>>>>

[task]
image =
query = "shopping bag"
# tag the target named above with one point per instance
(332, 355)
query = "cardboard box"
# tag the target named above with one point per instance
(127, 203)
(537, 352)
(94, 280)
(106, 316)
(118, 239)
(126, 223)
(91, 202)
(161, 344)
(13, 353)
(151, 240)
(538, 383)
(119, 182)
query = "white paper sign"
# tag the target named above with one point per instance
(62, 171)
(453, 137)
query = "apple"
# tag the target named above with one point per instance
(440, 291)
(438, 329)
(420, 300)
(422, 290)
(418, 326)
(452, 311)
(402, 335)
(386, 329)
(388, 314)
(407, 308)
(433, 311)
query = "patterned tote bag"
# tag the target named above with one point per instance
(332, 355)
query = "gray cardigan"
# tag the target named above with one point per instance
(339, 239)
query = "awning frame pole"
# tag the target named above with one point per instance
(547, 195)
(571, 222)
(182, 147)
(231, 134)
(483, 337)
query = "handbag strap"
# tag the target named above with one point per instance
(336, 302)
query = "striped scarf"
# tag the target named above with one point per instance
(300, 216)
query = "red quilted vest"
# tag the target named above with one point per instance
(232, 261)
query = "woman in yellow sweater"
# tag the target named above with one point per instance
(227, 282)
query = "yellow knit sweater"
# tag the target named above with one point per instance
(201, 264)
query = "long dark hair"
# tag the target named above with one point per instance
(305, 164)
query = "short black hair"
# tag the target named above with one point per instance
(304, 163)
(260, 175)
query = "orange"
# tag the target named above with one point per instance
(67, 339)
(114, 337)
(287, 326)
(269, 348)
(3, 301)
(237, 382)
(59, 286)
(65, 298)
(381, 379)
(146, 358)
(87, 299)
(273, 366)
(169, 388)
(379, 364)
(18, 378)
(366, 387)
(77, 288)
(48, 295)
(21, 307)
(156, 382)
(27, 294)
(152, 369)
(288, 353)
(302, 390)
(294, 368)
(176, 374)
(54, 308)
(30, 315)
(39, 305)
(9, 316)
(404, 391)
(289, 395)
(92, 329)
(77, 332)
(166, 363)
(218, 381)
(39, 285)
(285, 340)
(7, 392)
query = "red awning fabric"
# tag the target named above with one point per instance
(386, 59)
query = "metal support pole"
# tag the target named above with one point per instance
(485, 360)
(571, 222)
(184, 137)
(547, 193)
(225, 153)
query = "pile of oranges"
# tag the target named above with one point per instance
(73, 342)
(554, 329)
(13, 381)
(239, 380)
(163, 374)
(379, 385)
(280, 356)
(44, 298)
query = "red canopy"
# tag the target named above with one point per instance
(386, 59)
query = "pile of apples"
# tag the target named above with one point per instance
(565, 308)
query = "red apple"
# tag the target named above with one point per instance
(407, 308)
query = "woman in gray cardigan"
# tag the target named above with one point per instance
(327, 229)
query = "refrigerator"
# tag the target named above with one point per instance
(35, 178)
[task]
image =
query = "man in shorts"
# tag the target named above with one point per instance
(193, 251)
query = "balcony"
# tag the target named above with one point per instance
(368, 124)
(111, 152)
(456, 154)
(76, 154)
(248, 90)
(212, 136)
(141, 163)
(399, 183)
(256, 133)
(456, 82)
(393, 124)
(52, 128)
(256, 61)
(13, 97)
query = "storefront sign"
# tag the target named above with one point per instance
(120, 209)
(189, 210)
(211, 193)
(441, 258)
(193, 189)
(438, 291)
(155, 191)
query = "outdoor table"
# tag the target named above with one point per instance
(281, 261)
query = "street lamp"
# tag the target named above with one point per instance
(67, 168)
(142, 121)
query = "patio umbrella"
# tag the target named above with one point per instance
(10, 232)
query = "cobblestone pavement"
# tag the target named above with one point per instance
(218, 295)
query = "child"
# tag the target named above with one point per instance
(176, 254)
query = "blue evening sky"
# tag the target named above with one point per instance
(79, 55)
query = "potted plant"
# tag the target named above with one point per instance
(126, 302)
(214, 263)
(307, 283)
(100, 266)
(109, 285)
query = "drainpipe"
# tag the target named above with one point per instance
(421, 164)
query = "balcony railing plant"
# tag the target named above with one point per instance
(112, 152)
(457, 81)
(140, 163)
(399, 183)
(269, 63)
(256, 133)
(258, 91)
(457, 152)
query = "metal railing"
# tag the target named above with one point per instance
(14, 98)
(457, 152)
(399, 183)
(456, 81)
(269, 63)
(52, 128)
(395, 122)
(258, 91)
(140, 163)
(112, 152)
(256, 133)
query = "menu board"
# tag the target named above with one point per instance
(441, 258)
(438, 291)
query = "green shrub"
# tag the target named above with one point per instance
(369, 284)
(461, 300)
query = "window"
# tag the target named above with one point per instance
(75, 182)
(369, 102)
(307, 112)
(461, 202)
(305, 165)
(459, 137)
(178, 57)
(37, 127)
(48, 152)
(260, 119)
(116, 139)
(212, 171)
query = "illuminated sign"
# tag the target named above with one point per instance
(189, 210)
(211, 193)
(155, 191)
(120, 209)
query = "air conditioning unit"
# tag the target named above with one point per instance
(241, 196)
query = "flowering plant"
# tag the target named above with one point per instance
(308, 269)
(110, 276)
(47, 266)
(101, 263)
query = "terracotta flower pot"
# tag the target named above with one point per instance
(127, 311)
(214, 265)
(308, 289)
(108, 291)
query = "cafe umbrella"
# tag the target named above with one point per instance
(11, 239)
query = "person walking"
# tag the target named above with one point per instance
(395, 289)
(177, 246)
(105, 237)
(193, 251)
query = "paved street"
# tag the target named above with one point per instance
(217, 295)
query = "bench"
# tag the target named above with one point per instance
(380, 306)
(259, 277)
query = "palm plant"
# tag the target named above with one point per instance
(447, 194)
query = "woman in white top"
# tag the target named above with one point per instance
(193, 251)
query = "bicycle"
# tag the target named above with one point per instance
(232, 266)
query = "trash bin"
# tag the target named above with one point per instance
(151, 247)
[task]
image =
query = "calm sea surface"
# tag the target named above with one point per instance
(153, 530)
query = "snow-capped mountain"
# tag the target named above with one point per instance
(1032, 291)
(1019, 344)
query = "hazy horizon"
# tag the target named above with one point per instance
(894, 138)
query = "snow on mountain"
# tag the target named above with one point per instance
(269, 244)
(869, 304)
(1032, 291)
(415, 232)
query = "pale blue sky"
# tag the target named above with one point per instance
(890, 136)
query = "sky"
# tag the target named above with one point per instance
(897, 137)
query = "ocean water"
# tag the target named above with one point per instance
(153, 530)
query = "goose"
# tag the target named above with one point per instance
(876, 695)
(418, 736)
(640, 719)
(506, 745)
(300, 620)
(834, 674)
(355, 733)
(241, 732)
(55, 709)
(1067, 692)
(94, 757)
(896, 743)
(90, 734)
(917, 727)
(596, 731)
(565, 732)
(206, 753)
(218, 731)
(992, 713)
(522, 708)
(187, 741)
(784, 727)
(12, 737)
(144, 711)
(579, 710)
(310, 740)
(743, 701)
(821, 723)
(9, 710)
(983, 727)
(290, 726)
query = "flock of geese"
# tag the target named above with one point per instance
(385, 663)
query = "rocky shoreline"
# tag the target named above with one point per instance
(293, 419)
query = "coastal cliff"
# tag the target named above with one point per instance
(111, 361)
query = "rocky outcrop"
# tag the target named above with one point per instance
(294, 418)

<<<<
>>>>

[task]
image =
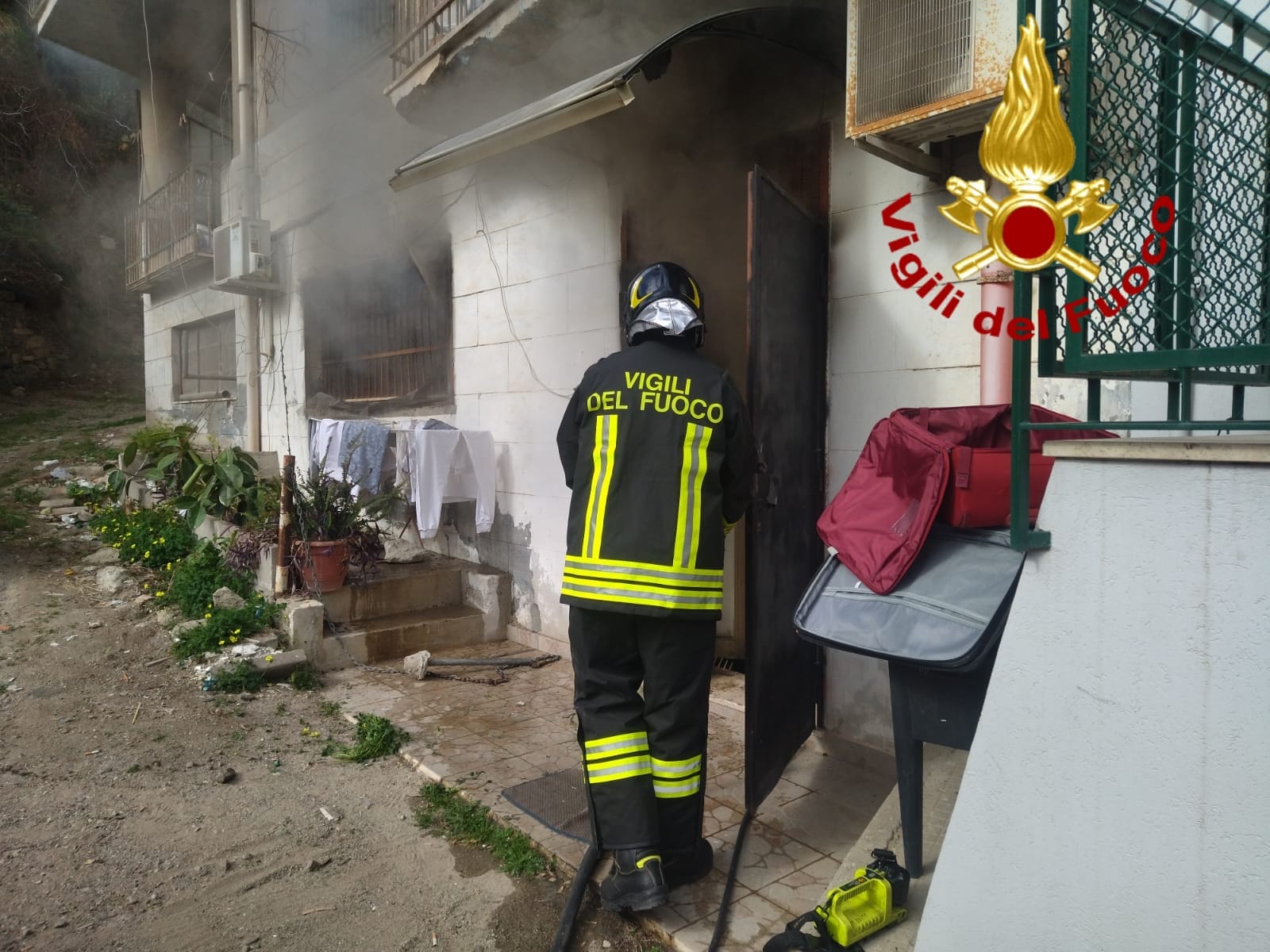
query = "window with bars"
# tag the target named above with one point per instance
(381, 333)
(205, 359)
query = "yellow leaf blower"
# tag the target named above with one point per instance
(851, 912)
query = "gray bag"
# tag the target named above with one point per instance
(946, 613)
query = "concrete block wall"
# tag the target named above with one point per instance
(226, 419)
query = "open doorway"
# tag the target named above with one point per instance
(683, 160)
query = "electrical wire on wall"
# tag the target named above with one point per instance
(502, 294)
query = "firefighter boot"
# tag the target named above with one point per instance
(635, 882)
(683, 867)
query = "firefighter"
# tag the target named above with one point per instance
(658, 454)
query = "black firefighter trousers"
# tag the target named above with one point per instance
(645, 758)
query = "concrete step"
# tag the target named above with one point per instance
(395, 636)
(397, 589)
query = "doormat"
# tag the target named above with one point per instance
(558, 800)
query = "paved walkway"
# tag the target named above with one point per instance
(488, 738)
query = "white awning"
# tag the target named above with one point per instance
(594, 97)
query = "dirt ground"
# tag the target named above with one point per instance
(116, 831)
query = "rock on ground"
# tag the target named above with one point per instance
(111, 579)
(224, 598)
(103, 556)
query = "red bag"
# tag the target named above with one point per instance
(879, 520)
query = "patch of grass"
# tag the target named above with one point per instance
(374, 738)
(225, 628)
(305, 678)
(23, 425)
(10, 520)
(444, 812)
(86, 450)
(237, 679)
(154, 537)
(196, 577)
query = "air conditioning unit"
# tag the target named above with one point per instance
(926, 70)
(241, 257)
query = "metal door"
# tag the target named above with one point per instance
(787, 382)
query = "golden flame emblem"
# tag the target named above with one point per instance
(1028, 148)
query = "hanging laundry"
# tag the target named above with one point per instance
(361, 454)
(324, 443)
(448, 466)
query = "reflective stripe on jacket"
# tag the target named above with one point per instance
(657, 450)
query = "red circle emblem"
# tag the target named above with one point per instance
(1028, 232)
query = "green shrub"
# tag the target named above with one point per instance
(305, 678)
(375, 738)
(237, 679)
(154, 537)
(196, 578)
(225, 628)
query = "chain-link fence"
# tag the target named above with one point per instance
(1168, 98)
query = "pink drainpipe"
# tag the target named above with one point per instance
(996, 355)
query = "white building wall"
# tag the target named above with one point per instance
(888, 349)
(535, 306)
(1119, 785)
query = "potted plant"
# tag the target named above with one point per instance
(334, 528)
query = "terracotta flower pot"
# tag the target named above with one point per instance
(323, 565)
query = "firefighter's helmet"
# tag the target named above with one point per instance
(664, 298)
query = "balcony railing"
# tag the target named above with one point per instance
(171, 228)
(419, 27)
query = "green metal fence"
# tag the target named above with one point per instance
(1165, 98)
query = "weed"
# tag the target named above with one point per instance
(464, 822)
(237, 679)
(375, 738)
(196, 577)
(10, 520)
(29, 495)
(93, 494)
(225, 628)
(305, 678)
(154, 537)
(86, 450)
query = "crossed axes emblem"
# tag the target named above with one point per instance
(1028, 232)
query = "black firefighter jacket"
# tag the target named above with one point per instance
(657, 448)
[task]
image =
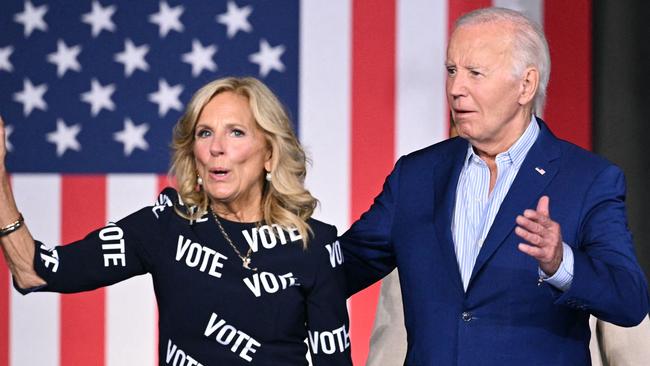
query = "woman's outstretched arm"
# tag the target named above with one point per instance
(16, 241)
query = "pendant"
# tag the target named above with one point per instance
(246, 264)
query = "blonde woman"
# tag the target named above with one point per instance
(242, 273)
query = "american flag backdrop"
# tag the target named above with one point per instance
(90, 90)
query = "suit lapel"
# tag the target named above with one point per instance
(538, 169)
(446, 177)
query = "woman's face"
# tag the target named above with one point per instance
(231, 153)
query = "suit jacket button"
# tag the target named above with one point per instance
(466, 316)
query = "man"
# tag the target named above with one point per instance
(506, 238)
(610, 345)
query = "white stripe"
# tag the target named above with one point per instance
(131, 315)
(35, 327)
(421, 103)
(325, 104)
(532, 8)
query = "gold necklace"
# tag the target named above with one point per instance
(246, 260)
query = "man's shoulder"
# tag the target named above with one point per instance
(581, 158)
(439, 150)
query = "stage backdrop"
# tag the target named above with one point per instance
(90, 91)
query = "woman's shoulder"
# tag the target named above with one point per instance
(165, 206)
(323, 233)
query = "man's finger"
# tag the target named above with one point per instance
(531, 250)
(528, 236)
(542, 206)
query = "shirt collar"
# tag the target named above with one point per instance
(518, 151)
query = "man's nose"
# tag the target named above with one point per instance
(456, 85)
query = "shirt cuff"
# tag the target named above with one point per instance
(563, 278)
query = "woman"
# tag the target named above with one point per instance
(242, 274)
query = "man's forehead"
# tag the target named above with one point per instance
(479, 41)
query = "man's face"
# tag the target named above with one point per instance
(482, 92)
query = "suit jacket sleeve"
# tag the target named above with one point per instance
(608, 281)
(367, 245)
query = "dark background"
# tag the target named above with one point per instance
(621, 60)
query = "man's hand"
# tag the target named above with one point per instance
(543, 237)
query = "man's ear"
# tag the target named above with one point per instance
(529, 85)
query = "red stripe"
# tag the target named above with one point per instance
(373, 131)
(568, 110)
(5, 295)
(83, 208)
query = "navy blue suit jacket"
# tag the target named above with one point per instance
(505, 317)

<<<<

• _Aim of the task_
Every line of the entries above that holds "paved" should be copied out.

• _Solution to this problem_
query = "paved street"
query = "paved walkway"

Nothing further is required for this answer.